#### Exercise brief:
According to the news article below about the online pharmacy payment case, what sentence did Jimmy Fu receive?

#### Passage:
_ _ _ _ _

A California man who quietly ran back-end payment services for illegal online pharmacies is heading to federal prison, after authorities said his operation funneled millions of dollars in sketchy pill money and helped push it offshore to hide where it came from. Operating as Axson Data, the business handled deposits from customers across the country, and federal testing later found that some of the pills ordered through pharmacies using Axson’s services contained methamphetamine and caffeine, while others had no active drug ingredient at all.
As reported by WWLP, prosecutors in Boston said the 63-year-old, identified as Jimmy Fu, was sentenced Friday to one year and one day in prison, followed by one year of supervised release. The outlet reports that Fu pleaded guilty in November 2025 to operating an unlicensed money-transmitting business and agreed to forfeit $689,697.09 to the government.
How prosecutors say the scheme worked
According to a U.S. Attorney's Office press release, investigators traced payments from two online pharmacies believed to be operated out of India to accounts controlled by Axson Engineering, Inc., doing business as Axson Data. A review of bank records showed Axson-linked accounts receiving about $11.5 million between January 2021 and August 2024.
Law enforcement made 18 undercover purchases using those payment channels, the press release states. In one transaction, agents ordered 60 pills labeled "Adderall" that later tested positive for methamphetamine and caffeine. Prosecutors say Axson then wired funds overseas to businesses often described as information-technology consultants, a setup they allege was designed to obscure the true origin of the proceeds.
Federal charges and the law
Local reporting says Fu pleaded guilty in November 2025 and accepted a forfeiture agreement as part of his plea, per WWLP. Operating an unlicensed money-transmitting business is a federal offense under 18 U.S.C. § 1960 and can carry up to five years in prison and substantial fines, FinCEN notes.
The plea resolves the government’s criminal case against Fu, though prosecutors say investigations into the websites and operators that sold the counterfeit drugs could continue. In other words, the money man has been sentenced, but the people behind the pill mills themselves may still be on the hook.
Local pattern and consumer risk
Massachusetts law enforcement has uncovered multiple cases of counterfeit "Adderall" pills circulating in recent years, sometimes laced with methamphetamine and sold through underground channels. The Boston Globe detailed a separate case in Lowell where homemade pills marketed as Adderall tested positive for methamphetamine, underscoring what officials describe as a growing public-health hazard.
The FDA's BeSafeRx campaign offers tools to help consumers verify online pharmacies and report suspicious sites, resources that authorities say are crucial as counterfeiters get more sophisticated and the risks climb from “does nothing” to “contains meth.”
Authorities credited a multi-agency investigation that included Homeland Security Investigations, the FDA Office of Criminal Investigations and the FBI for uncovering the payment network and the dangerous pills, according to the U.S. Attorney's Office. Acting U.S. Attorney Joshua S. Levy and HSI Special Agent in Charge Michael J. Krol were named in the original announcement. Officials say the case is a reminder for consumers to buy medicine only from state-licensed, verified pharmacies and for payment processors to keep robust anti-money-laundering controls in place if they want to avoid a similar date with a federal judge.

_ _ _ _ _

Collected data:
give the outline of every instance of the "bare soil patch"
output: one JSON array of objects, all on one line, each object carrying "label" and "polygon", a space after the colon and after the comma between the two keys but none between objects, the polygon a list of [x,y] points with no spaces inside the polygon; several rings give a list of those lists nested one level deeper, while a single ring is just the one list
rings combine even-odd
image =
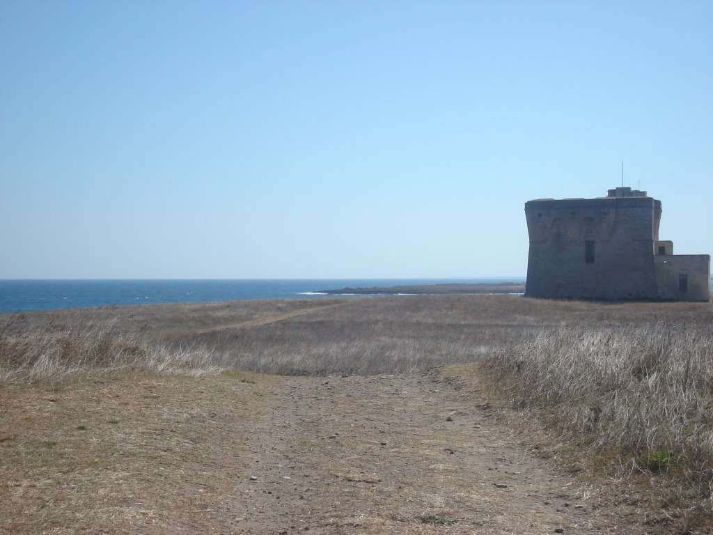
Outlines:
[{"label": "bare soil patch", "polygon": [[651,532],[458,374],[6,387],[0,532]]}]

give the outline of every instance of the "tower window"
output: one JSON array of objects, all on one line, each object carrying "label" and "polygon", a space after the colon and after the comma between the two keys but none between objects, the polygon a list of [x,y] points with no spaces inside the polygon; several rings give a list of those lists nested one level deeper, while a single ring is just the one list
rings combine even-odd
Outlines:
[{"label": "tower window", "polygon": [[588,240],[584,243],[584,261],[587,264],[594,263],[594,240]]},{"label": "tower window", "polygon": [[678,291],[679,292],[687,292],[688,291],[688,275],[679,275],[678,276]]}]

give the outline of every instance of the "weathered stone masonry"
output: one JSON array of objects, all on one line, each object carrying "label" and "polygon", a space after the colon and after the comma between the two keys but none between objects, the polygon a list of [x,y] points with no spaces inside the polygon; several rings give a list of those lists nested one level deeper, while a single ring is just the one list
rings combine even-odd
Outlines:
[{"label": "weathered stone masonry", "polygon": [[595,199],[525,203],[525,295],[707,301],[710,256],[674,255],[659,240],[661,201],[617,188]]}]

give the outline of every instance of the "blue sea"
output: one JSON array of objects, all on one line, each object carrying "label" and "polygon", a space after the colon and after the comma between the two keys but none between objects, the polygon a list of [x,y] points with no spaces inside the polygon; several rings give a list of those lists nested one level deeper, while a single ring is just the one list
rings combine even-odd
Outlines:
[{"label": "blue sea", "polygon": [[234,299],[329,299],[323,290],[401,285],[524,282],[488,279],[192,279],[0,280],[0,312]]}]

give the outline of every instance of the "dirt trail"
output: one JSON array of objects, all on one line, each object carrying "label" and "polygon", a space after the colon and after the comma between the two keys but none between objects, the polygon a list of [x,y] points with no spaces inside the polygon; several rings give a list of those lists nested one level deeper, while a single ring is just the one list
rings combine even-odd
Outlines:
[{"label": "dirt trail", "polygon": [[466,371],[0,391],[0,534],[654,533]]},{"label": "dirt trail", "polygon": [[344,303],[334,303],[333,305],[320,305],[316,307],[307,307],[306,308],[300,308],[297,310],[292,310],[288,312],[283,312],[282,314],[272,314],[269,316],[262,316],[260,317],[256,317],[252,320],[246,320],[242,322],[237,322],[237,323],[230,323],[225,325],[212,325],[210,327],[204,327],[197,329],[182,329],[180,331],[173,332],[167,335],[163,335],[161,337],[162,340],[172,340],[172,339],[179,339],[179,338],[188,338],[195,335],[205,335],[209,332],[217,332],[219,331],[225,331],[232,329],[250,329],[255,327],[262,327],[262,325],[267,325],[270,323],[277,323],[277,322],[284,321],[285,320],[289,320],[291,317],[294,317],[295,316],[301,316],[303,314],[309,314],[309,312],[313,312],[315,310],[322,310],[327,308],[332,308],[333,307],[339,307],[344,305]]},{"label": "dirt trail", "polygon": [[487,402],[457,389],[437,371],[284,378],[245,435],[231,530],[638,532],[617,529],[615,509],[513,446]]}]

_ _ _ _ _

#### Response area:
One year and one day in prison, followed by one year of supervised release.